-- Start PAGE TEXT --
A motor generator set which can be purchased from any electrical company,
with a long piece of fence wire wound around a piece of asbestos, gives
results equally as good and at a very small part of the first cost.
It is possible to construct a machine which will eliminate all losses in the
resistance; in other words, eliminate all resistance in series with the arc.
A machine of this kind will save its cost within a very short time,
providing the welder is used to any extent.
Putting it in figures, the results are as follows for average conditions.
Current at 2c per kilowatt hour, metallic electrode arc of 150 amperes,
carbon arc 500 amperes; voltage across the metallic electrode arc 20,
voltage across the carbon arc 35. Supply current 220 volts, direct. In the
case of the metallic electrode, if resistance is used, the cost of running
this arc is sixty-six cents per hour. With the carbon electrode, $2.20 per
hour. If a motor generator set with a seventy volt constant potential
machine is used for a welder, the cost will be as follows:
Metallic electrode 25.2c. Carbon electrode 84c per hour. With a machine
which will deliver the required voltage at the arc and eliminate all the
resistance in series with the arc, the cost will be as follows: Metallic
electrode 7.2c per hour; carbon electrode 42c per hour. This is with the
understanding that the arc is held constant and continuously at its full
value. This, however, is practically impossible and the actual load factor is
approximately fifty per cent, which would mean that operating a welder as
it is usually operated, this result will be reduced to one-half of that stated
in all cases.
-- End PAGE TEXT --
#### [DIRECTION 1]
Find each line in the rows that contains the string "path" and copy those lines. Case counts.
-- Start RECORD EXCERPTS --
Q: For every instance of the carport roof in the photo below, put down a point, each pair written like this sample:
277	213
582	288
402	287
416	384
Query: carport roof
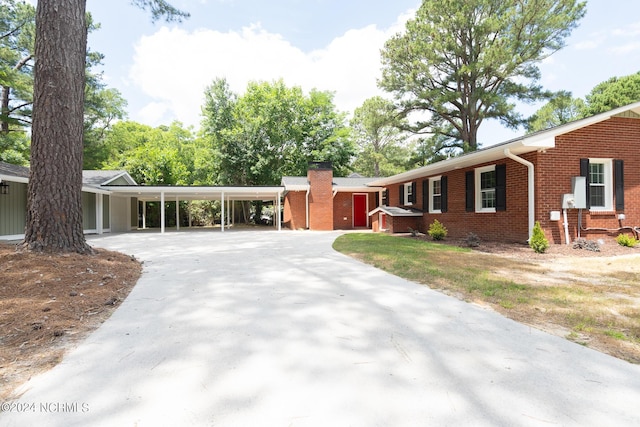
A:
154	192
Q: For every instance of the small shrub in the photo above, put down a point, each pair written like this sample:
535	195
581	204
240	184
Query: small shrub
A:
472	240
626	240
437	231
589	245
414	233
538	242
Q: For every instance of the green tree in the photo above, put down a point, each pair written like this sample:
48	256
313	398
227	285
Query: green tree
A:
152	156
17	32
460	63
54	204
613	93
271	131
103	107
561	109
376	128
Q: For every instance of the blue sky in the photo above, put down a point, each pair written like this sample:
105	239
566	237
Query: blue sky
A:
162	69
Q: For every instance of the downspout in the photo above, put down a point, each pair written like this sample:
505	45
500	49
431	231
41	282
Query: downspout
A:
307	206
531	187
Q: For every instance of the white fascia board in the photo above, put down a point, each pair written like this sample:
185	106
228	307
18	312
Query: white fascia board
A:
124	175
198	193
340	189
11	178
95	190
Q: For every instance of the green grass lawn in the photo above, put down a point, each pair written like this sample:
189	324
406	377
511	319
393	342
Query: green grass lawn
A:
607	318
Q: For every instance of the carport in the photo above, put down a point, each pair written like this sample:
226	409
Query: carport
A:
225	195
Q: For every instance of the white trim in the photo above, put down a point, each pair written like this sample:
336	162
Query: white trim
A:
531	188
353	209
478	189
538	141
608	185
12	237
408	188
431	194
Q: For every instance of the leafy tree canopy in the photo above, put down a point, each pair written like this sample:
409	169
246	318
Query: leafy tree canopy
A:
152	156
460	63
613	93
563	108
376	129
271	131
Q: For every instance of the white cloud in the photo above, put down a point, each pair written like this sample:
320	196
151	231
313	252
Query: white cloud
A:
173	67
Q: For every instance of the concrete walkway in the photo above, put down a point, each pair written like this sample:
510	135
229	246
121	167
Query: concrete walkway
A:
276	329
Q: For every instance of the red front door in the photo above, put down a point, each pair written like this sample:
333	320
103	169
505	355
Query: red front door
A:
360	210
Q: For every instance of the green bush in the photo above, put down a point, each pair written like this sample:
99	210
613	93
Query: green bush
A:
538	242
437	231
626	240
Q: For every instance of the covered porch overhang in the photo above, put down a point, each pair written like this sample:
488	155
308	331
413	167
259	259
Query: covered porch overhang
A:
224	194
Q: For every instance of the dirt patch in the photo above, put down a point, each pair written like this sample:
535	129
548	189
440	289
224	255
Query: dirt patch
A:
592	298
50	302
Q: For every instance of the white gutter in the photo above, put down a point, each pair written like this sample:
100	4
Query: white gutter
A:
531	187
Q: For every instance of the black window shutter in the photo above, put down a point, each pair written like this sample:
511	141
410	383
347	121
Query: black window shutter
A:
584	171
470	191
501	187
425	195
414	192
443	194
618	181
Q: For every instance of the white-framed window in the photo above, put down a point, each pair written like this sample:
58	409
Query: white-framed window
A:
601	184
435	194
485	181
408	193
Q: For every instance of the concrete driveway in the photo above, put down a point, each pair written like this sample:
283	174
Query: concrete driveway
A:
276	329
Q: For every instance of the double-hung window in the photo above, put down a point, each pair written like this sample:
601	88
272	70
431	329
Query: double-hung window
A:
486	189
435	194
600	184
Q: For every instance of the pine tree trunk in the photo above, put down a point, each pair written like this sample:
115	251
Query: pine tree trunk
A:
54	207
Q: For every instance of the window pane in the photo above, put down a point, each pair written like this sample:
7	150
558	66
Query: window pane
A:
488	180
596	173
436	188
489	199
437	203
597	196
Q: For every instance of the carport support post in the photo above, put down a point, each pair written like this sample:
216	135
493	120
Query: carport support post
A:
278	213
222	212
177	213
162	212
144	214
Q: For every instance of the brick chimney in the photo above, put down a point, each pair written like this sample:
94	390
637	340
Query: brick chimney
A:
320	177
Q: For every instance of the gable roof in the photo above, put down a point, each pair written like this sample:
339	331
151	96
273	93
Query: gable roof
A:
525	144
105	177
352	183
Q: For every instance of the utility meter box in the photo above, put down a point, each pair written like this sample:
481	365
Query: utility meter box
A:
568	201
579	189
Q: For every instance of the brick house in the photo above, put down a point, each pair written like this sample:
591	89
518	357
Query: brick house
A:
587	171
321	202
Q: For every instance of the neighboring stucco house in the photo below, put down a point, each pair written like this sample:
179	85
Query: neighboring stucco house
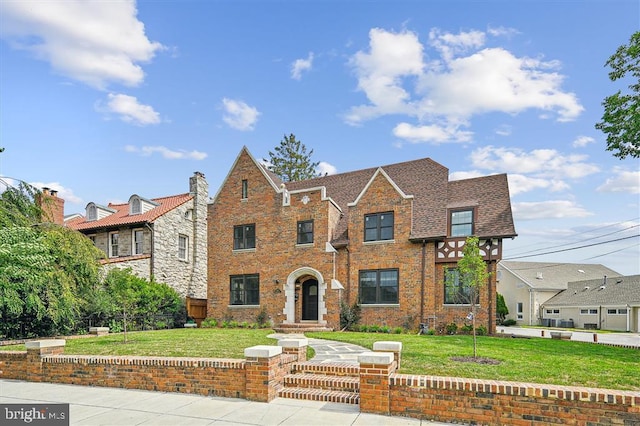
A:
164	238
527	285
611	303
383	237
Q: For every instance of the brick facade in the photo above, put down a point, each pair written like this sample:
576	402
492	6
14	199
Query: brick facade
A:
415	193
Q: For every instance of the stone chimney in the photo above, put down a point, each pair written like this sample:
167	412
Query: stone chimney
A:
52	206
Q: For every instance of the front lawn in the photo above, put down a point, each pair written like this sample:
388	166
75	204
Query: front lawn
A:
523	360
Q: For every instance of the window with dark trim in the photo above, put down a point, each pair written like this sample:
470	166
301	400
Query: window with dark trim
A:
378	226
244	289
456	291
244	236
305	232
245	189
461	223
379	286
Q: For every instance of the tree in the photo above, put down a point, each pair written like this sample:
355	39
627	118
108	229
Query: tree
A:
291	162
501	307
621	118
466	282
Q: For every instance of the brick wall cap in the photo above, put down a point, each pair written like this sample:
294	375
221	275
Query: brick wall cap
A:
293	343
49	343
385	358
387	346
262	351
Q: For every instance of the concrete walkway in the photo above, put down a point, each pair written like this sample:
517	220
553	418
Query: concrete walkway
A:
329	350
124	407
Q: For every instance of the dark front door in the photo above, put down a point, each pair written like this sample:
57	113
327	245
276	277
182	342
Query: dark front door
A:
310	300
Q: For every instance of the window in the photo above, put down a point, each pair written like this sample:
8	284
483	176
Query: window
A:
456	292
138	241
305	232
245	290
113	244
183	247
378	226
379	286
135	205
244	237
92	213
245	189
461	223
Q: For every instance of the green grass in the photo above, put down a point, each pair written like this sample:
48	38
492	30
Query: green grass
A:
522	360
201	343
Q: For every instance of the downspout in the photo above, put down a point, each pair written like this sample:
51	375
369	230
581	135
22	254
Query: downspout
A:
422	278
151	259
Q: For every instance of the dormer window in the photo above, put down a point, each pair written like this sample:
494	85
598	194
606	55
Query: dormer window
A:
139	205
461	223
135	206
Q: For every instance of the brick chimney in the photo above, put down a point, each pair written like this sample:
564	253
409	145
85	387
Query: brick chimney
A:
52	206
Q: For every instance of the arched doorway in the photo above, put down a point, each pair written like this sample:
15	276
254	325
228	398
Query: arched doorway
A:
310	300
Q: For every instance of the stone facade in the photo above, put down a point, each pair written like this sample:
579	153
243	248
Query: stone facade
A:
165	223
304	283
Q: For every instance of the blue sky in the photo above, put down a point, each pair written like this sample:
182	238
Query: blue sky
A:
101	100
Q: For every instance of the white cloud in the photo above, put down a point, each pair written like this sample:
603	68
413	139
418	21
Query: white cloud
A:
167	153
300	65
623	181
325	168
239	115
558	209
431	133
464	80
63	192
129	110
520	183
94	42
543	163
582	141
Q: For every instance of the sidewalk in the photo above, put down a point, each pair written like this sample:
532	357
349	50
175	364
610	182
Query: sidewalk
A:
123	407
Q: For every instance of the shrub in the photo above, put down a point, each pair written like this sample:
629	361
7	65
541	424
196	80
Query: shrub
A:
349	315
451	328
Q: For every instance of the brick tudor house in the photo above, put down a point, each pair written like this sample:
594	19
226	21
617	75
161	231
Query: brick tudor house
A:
383	237
164	238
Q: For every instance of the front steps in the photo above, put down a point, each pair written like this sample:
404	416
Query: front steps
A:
329	382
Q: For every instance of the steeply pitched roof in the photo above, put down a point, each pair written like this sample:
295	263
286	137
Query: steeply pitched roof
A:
555	276
617	291
122	216
427	181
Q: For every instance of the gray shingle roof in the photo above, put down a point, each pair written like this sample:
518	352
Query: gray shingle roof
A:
427	181
555	276
618	291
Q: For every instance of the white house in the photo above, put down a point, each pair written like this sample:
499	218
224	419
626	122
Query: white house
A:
527	285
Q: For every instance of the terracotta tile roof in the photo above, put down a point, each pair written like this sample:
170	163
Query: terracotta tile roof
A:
122	216
433	194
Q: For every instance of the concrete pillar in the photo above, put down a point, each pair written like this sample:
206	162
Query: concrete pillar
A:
262	371
375	369
297	347
395	347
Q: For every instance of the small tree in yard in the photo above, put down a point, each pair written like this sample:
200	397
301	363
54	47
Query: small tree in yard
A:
466	282
291	162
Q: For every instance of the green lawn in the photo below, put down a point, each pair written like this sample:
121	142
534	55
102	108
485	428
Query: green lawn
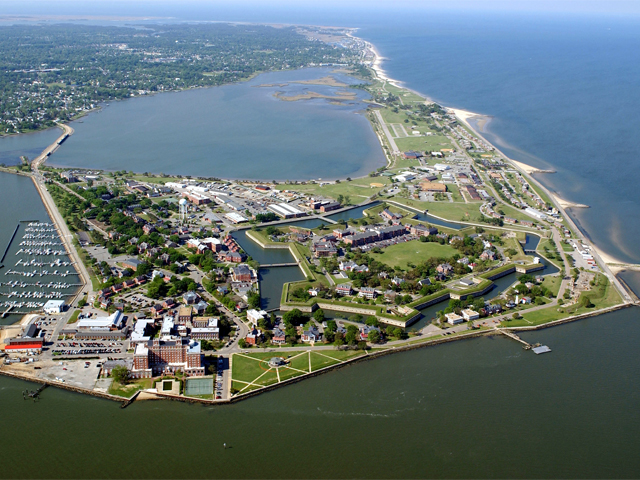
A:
421	143
468	212
552	283
131	388
357	190
413	252
319	360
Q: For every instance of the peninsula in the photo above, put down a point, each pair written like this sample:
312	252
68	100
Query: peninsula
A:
450	240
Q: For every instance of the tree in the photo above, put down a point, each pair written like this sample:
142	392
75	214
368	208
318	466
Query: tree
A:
120	374
372	321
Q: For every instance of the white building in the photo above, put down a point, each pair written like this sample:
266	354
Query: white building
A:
454	318
54	306
254	315
469	314
101	324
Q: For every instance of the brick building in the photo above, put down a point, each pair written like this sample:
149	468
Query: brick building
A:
158	357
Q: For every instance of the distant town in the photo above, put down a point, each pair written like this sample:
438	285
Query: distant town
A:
171	304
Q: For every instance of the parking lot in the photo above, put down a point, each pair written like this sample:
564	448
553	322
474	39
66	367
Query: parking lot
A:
78	373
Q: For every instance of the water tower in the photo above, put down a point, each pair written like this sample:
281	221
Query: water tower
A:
183	209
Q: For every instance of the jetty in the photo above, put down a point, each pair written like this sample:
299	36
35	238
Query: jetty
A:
536	347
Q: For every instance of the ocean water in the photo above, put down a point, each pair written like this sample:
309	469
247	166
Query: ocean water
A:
563	93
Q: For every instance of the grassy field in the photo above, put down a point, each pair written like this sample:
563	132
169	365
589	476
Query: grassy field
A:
420	143
413	252
131	388
251	371
552	283
357	190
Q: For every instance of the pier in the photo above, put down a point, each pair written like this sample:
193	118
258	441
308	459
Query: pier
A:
536	347
10	242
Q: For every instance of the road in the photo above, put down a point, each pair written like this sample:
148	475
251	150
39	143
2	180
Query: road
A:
61	225
394	148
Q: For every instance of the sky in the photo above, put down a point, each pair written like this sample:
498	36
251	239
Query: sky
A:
85	7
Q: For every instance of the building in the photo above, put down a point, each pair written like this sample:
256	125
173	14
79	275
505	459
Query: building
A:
422	230
132	263
435	187
159	357
454	318
210	332
54	306
190	298
278	337
329	207
101	324
254	336
311	335
285	210
254	316
242	273
367	292
184	315
344	289
324	249
469	314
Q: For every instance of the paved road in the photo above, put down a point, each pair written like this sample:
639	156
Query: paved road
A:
61	225
394	148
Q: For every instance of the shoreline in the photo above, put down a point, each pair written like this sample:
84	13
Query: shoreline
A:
390	350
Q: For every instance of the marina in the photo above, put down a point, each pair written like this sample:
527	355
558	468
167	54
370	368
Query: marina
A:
39	256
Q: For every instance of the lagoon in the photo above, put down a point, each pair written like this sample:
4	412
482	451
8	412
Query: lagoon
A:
233	131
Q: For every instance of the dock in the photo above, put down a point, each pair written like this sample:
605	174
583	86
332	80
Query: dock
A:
536	347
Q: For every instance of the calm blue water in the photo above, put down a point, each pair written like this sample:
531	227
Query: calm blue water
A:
233	131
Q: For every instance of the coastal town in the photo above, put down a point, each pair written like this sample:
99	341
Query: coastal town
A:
450	239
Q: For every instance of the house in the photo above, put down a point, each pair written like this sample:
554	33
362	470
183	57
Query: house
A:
254	316
367	292
132	263
469	314
242	273
365	330
422	230
388	215
453	318
169	303
344	289
488	255
311	335
200	307
347	266
278	337
184	315
444	268
328	207
156	310
434	187
254	336
190	298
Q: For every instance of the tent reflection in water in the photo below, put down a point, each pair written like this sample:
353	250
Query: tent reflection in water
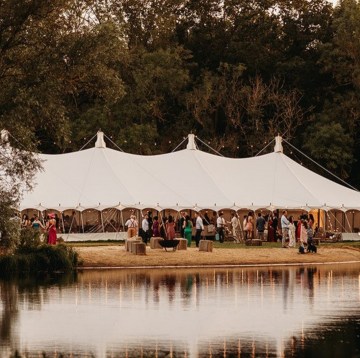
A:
101	178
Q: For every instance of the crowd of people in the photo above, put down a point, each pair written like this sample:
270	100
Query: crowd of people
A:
47	226
271	227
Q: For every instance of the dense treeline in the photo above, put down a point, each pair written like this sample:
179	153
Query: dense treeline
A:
148	72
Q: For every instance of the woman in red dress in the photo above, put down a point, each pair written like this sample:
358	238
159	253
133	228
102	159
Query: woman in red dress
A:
52	232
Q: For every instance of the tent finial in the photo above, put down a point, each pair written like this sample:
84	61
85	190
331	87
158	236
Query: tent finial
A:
191	142
100	142
278	146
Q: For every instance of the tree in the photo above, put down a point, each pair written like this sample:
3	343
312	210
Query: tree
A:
242	116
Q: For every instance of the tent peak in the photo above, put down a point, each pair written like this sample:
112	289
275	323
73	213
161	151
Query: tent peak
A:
278	144
191	142
100	142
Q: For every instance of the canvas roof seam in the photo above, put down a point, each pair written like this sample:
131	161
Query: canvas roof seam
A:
136	162
212	179
282	156
115	175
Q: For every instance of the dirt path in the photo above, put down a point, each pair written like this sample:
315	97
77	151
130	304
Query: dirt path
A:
116	256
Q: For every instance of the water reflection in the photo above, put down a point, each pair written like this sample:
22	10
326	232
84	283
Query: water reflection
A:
248	312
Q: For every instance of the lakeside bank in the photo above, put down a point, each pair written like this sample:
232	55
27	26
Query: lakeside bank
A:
115	256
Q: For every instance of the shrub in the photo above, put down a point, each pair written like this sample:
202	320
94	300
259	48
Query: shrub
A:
43	258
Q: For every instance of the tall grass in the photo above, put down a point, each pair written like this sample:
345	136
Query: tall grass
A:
42	258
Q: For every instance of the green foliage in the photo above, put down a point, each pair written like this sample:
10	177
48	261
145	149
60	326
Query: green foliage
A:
328	143
43	258
147	73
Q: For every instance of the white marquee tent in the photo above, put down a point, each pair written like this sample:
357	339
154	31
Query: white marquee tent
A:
102	178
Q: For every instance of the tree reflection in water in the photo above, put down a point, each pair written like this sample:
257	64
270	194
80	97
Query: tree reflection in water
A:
245	312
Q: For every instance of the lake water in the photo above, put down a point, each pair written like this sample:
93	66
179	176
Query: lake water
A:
245	312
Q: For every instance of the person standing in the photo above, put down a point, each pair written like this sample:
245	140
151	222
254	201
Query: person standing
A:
235	225
37	224
156	227
199	225
145	229
182	224
188	229
292	237
260	226
284	228
52	237
170	228
220	227
132	226
250	226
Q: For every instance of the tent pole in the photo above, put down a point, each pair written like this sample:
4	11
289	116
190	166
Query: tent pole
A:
102	221
62	221
82	221
122	220
348	222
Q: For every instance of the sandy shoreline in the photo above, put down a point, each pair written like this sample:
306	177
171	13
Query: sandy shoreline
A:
116	256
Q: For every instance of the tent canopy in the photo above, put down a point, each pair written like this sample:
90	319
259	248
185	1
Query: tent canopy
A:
190	178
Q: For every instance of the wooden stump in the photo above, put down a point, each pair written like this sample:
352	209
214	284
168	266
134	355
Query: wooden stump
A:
182	244
254	242
154	243
205	245
139	248
130	240
133	245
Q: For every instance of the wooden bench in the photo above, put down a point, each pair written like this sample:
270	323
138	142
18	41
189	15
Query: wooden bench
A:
130	240
169	244
206	245
254	242
154	243
138	248
182	244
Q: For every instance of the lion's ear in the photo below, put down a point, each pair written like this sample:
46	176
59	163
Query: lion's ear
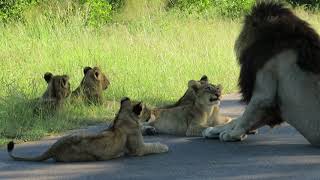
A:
48	76
194	85
219	86
86	69
65	79
204	78
125	101
137	109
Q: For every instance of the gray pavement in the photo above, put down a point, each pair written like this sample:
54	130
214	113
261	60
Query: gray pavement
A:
279	153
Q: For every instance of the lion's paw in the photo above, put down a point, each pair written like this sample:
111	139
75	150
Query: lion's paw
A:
149	131
227	132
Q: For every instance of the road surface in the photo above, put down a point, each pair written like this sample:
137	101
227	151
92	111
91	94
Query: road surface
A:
279	153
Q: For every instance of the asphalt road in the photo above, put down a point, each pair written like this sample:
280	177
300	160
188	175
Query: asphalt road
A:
279	153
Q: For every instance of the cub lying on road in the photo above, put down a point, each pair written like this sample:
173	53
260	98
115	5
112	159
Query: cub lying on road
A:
192	118
124	137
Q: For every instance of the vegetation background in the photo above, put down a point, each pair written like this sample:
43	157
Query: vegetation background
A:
148	48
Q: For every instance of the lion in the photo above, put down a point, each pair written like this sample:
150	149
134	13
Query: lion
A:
190	119
58	90
92	85
189	96
124	137
279	56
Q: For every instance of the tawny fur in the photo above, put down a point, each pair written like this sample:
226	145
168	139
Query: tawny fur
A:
124	137
54	97
189	96
92	86
192	118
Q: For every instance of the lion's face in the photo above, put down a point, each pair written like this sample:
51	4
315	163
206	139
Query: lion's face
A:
-- End RECORD EXCERPTS --
#### [DIRECTION 2]
Answer these questions from the text on welding costs:
(a) What supply current does it give?
(b) Using resistance, what does it cost per hour to run the carbon electrode arc?
(c) About what is the actual load factor?

#### [REPLY 1]
Q: For every instance of the dirt path in the photo above, put down a point, each pair written like this sample:
Query: dirt path

#### [REPLY 2]
(a) 220 volts, direct.
(b) $2.20 per hour.
(c) About fifty per cent.